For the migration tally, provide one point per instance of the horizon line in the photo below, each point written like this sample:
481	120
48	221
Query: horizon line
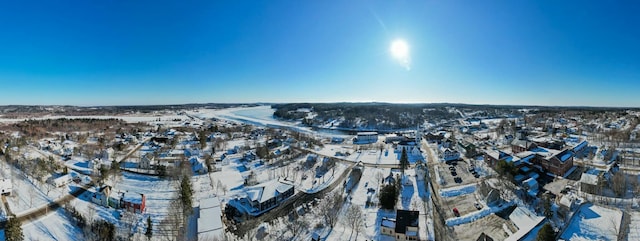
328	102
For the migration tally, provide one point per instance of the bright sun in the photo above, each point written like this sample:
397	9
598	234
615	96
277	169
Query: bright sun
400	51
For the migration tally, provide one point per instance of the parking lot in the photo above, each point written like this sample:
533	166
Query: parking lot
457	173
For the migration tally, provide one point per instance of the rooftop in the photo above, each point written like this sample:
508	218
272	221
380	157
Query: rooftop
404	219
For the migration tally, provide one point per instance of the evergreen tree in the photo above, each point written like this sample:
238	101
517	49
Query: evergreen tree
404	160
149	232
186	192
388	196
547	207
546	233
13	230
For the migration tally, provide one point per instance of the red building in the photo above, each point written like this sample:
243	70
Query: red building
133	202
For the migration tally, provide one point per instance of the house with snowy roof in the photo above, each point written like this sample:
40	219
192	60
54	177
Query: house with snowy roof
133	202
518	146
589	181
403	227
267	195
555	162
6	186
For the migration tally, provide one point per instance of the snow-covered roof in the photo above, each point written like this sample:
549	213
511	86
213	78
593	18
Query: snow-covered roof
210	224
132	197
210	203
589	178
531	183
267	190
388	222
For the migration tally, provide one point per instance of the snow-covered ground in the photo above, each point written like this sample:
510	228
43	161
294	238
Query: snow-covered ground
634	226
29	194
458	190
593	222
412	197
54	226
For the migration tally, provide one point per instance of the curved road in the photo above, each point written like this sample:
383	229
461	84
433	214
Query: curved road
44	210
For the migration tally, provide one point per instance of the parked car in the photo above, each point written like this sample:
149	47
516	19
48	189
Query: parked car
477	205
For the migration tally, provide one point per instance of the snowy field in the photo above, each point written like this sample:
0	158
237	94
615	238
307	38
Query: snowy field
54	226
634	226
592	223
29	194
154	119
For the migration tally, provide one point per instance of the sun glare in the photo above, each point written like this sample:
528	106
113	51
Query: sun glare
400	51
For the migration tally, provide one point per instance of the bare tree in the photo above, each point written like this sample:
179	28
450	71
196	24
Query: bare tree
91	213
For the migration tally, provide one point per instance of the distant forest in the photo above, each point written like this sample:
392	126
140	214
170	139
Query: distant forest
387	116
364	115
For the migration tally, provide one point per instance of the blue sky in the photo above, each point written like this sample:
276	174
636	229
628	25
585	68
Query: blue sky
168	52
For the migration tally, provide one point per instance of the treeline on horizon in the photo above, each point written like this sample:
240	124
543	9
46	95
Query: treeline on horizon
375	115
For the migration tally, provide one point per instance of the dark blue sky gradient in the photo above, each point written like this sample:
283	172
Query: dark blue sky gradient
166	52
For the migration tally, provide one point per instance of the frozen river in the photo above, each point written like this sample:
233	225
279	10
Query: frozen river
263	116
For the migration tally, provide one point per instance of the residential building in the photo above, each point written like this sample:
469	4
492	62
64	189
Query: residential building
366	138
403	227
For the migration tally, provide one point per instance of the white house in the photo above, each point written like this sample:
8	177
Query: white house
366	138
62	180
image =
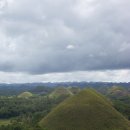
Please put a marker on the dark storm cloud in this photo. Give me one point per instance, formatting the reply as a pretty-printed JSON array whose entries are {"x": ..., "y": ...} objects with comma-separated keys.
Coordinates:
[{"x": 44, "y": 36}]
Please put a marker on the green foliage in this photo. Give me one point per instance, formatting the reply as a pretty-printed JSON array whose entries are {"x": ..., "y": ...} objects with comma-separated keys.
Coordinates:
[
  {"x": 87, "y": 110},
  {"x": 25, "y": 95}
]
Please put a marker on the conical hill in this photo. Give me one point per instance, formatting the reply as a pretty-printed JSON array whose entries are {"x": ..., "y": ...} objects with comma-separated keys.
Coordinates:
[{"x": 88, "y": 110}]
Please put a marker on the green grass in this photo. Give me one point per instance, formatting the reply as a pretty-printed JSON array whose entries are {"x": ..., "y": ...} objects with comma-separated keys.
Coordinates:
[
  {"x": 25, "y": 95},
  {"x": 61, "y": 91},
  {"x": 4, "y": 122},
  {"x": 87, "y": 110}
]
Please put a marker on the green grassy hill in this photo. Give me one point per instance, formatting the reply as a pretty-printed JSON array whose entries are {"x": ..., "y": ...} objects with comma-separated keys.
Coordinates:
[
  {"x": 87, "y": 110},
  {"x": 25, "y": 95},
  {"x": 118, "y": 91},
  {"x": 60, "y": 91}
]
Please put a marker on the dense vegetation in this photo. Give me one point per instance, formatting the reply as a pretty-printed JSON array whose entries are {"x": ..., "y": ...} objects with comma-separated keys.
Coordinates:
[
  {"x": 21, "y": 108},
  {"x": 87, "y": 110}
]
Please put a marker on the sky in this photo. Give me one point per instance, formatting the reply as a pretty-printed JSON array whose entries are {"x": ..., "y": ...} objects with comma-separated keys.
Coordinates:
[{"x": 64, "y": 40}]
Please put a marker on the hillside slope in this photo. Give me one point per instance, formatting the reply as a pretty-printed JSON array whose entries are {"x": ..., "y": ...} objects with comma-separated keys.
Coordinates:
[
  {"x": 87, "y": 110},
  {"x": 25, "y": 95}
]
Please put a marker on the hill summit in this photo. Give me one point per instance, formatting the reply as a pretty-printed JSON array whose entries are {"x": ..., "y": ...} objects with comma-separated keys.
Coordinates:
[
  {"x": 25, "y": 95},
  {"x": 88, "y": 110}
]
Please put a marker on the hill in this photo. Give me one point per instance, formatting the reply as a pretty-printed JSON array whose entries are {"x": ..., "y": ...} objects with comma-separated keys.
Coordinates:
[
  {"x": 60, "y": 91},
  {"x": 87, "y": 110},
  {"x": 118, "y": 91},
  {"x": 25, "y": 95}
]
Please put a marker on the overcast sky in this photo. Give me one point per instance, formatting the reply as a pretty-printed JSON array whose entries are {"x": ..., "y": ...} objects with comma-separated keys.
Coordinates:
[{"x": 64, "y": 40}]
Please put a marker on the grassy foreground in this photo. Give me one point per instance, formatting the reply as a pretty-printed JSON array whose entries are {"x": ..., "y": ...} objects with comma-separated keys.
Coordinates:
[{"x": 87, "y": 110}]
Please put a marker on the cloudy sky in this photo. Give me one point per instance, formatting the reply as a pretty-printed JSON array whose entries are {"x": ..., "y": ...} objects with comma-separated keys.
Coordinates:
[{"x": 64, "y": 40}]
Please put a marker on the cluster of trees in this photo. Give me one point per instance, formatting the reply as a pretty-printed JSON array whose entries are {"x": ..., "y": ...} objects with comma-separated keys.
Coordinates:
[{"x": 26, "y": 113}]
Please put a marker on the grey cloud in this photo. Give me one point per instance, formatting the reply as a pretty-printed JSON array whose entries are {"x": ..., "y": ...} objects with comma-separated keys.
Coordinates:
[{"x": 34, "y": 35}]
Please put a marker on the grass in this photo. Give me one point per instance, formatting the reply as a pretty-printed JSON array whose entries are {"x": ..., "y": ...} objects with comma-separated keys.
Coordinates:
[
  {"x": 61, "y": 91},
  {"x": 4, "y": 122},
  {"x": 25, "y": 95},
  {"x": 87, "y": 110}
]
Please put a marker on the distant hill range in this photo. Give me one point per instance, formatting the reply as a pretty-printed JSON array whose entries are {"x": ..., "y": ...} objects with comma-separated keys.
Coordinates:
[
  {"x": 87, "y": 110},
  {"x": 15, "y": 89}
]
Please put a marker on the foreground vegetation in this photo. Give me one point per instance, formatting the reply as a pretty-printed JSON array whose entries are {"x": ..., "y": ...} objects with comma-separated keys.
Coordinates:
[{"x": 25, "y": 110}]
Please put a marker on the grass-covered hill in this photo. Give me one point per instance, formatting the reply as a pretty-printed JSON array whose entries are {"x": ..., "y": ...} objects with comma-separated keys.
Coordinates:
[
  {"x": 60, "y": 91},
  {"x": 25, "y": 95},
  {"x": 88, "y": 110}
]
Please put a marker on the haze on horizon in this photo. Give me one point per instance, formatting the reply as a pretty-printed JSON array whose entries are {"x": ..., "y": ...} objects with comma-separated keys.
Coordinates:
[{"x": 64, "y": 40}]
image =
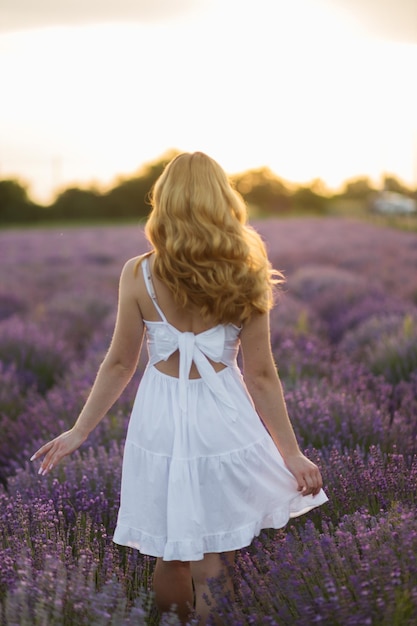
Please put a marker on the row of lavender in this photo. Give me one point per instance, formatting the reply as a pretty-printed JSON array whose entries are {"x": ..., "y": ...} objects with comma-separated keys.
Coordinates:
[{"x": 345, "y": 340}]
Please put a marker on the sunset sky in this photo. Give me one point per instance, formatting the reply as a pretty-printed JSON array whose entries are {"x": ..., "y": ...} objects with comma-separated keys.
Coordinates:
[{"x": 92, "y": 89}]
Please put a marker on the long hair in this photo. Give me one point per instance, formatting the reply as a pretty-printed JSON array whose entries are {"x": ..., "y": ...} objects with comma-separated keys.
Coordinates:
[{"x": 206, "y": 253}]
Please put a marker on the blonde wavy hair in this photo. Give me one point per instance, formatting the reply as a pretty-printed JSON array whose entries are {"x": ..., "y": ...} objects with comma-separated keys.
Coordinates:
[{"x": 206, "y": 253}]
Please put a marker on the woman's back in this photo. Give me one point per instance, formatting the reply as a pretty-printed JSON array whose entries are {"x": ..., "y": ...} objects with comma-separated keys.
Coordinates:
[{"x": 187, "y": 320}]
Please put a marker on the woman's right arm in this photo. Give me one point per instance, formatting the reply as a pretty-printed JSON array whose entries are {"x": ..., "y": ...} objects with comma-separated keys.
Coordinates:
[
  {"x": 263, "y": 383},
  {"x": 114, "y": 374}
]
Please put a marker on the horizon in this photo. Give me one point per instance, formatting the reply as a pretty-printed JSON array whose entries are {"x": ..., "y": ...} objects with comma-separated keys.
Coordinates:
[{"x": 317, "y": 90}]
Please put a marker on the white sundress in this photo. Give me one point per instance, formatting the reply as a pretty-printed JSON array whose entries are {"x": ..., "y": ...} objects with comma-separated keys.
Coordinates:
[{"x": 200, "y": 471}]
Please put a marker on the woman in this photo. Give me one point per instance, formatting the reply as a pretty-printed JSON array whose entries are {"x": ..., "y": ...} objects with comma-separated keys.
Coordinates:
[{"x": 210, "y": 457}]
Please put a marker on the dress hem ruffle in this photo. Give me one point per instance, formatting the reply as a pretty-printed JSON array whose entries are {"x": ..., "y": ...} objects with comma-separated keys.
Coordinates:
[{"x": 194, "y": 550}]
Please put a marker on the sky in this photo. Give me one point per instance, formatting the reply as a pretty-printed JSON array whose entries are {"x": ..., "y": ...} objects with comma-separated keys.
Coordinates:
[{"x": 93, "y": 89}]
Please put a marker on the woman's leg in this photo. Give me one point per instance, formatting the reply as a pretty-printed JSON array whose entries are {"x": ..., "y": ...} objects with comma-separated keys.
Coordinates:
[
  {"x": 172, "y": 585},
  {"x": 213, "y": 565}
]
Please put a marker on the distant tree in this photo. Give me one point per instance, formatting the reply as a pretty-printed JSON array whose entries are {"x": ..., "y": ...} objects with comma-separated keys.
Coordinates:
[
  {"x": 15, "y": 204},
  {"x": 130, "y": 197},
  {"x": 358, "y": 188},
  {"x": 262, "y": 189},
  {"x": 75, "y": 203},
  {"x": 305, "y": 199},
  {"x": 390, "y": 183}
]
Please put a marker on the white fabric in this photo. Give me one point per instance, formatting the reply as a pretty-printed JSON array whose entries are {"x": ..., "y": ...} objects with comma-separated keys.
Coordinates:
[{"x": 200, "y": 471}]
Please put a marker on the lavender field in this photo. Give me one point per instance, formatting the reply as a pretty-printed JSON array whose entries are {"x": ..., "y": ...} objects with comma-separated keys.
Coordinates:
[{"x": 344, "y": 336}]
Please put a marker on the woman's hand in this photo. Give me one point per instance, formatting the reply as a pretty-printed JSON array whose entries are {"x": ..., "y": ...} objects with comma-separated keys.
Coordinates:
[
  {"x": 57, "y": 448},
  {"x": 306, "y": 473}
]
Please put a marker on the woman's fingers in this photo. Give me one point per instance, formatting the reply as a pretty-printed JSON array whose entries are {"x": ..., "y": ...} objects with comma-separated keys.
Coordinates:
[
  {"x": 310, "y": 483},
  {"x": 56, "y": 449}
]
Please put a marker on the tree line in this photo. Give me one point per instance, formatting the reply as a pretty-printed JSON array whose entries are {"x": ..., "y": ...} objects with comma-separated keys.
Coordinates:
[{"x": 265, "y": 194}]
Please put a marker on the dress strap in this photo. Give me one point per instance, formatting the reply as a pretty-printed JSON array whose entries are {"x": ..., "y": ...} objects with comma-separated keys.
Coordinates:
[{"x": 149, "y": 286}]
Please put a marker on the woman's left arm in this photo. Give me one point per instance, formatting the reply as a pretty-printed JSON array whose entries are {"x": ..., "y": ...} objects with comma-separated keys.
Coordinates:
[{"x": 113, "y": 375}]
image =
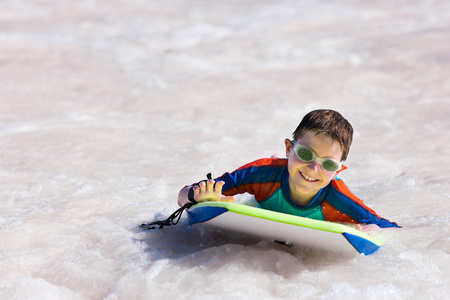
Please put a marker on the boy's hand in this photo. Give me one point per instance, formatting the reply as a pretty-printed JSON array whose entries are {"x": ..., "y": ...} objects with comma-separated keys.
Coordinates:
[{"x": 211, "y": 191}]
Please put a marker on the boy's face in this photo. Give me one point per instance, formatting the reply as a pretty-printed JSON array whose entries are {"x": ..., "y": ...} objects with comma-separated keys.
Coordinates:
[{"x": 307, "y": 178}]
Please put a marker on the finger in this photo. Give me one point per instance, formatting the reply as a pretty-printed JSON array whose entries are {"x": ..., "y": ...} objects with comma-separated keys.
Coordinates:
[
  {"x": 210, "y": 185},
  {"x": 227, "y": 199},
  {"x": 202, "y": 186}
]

-.-.-

Task prompt: From the line containing "Please put a marker on the woman's left" down to the last line of the data, print every line exactly and nothing else. Pictures stay out of the copy.

Right answer:
Please put a marker on the woman's left arm in this photo. Give me one point per instance, formatting the reply as a pretty-printed JSON array whose entries are {"x": ..., "y": ...} objects with comma-separated keys.
Coordinates:
[{"x": 113, "y": 375}]
image =
Please put a marker on the boy's hand in this photo. Give me one point per instance, formatting the reply as a pretty-printed JSON array whose entries are {"x": ..., "y": ...} objects with comma-separated keys.
Coordinates:
[{"x": 211, "y": 191}]
Please put a marker on the boy's face in this photo. Give me one point per instance, formatting the reply as a pretty-printed JSON array whose entries are {"x": ..., "y": ...} objects with comma-separated keys.
Coordinates:
[{"x": 307, "y": 178}]
Please put a marker on the finger in this photo. Give me one point per instance, formatting the reply as a pretty-printed JSON array whose entries are {"x": ..., "y": ...} objects with comma-separated keys.
Coordinates:
[
  {"x": 210, "y": 185},
  {"x": 227, "y": 199},
  {"x": 202, "y": 186}
]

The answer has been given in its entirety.